■ **CHALLENGE**:
Reproduce each of the rows below word for word, keeping their order, and add nothing else.

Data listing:
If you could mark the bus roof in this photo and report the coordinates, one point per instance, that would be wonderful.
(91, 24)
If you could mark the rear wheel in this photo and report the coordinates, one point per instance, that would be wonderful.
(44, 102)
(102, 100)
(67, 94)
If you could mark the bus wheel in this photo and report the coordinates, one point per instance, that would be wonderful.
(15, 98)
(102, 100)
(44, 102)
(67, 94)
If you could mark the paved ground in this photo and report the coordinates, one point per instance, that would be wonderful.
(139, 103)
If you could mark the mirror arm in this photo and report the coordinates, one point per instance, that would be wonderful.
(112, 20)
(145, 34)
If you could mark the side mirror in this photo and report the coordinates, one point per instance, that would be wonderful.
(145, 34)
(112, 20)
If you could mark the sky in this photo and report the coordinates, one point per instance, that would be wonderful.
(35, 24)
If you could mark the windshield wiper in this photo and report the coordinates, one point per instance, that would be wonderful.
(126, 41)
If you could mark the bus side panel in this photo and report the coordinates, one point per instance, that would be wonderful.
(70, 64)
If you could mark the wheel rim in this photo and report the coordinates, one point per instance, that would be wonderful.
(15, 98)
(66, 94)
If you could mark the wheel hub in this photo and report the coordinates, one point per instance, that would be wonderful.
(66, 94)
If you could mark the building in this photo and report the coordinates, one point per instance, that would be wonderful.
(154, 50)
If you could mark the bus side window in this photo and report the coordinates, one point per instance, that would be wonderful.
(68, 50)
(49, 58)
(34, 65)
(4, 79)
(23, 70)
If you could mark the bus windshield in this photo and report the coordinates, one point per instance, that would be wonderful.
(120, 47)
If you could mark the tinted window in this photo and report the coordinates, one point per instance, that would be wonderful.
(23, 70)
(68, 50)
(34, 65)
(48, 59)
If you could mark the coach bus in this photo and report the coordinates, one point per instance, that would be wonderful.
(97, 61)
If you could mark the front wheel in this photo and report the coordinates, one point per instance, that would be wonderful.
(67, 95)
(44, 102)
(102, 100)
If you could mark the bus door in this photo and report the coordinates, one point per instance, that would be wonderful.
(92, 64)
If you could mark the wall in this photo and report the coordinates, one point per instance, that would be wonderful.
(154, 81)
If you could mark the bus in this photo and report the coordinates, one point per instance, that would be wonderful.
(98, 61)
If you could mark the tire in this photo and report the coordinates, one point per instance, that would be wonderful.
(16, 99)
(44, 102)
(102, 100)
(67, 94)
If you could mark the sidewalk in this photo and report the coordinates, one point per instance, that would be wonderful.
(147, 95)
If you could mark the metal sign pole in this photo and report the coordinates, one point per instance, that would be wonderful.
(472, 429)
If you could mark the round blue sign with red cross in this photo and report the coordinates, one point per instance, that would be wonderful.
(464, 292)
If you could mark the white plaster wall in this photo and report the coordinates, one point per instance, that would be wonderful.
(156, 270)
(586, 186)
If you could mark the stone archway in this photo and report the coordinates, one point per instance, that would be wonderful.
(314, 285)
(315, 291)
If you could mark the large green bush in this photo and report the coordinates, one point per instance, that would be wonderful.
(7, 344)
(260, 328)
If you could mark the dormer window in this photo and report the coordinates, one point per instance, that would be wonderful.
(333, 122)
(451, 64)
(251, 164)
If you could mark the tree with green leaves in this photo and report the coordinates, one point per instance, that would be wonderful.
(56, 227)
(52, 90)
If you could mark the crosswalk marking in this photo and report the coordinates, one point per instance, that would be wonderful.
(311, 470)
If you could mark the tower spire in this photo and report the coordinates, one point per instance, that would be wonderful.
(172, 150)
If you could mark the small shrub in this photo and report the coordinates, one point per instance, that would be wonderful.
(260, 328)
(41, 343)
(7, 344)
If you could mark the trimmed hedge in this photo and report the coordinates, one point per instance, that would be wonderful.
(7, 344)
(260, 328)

■ **SOLUTION BELOW**:
If you could mark the bus roof in this photo and report the coordinates, one point per instance, that would be wonderful.
(91, 24)
If you could mark the rear wheel in this photo and report the coordinates, one point per instance, that would be wonderful.
(44, 102)
(102, 100)
(67, 94)
If you could mark the bus wheel in this photo and report the coordinates, one point per instance, that would be wonderful.
(15, 98)
(102, 100)
(44, 102)
(67, 94)
If you could mark the paved ground in this photo and report the coordinates, one point per instance, that would be wonderful.
(139, 103)
If you could mark the mirror arm in this photo and report the coordinates, one point per instance, that would be wonderful.
(112, 20)
(145, 34)
If you could mark the side mirror in this photo and report the coordinates, one point per instance, that would be wonderful.
(145, 34)
(112, 20)
If you could mark the sky in this photo and report the coordinates, one point per instance, that would be wonderful.
(35, 24)
If you could mark the windshield wiper in this photo and report the coordinates, one point per instance, that would be wonderful.
(126, 41)
If you could mark the bus side panel in this photo and report the coordinates, one point per instance, that would be wonderful.
(70, 64)
If you could mark the wheel rim in this photo and report the coordinates, one point per instance, that would be wonderful.
(15, 98)
(66, 94)
If you could mark the wheel hub in this photo and report the coordinates, one point per instance, that would be wonderful.
(66, 94)
If you could mark the building in this photo and report the coordinates, one point per instance, that would be wonderful.
(154, 50)
If you could mark the bus side window in this photo and report the coordinates, one point per instance, that would be wonderful.
(68, 50)
(49, 58)
(34, 65)
(4, 79)
(23, 70)
If you could mark the bus windshield in this photo and report the coordinates, one point per instance, that would be wonderful.
(120, 47)
If you could mark the tinted window in this photo and report the coordinates, one point per instance, that would be wonderful.
(23, 70)
(68, 50)
(34, 65)
(48, 59)
If you could mark the coach bus in this photo and report the coordinates, one point per instance, that would be wonderful.
(97, 61)
If you could mark the front wheel in this photo and report the coordinates, one point per instance, that would be wonderful.
(67, 95)
(44, 102)
(102, 100)
If you could mark the bus door in this photo and report the coordinates, one point per instance, that would be wonderful.
(92, 64)
If you could mark the wall in this photo and report the coordinates, one point per instance, that would be wonderful.
(154, 81)
If you could mark the bus in this photo and report the coordinates, one point per instance, that would be wonderful.
(98, 61)
If you could mark the tire in this photo and report the coordinates, one point per instance, that would be wonderful.
(16, 99)
(44, 102)
(102, 100)
(67, 94)
If you could mark the sidewalk in this photo and report the coordinates, one point per instance, that would be wonderful.
(147, 95)
If you could mark the metal sign pole in this photo and report the coordinates, one point per instance, that would be wonderful.
(472, 429)
If you could mark the round blue sign with red cross in this photo and report the coordinates, one point per instance, that would be wonderful.
(464, 292)
If you could mark the white plaster wall in this photo and report the coordinates, one point per instance, that would be wonderful.
(156, 270)
(586, 186)
If you could mark the stone archway in this photo and report the coordinates, one point per instance, that would be wonderful.
(314, 285)
(315, 291)
If you could mark the large green bush in this photo and report the coordinates, one point per instance, that would be wonderful.
(7, 344)
(260, 328)
If you could mark the dormer window in this photo and report the coordinates, one point per instance, that would be wonderful.
(333, 122)
(451, 64)
(251, 164)
If you could mark the tree with green leaves in this photo and report the coordinates, one point per instance, that would be wonderful.
(56, 227)
(52, 90)
If you could mark the crosswalk marking in this photo and report the coordinates, one point per instance, that would be wonderful.
(311, 470)
If you could mark the tower spire in this photo and report the coordinates, one point per instance, that would be wonderful.
(172, 150)
If you could mark the small shrub in this photo and report the coordinates, one point per instance, that would be wonderful.
(260, 328)
(41, 343)
(7, 344)
If you could mark the trimmed hedge in this photo and report the coordinates, one point per instance, that would be wonderful.
(7, 344)
(260, 328)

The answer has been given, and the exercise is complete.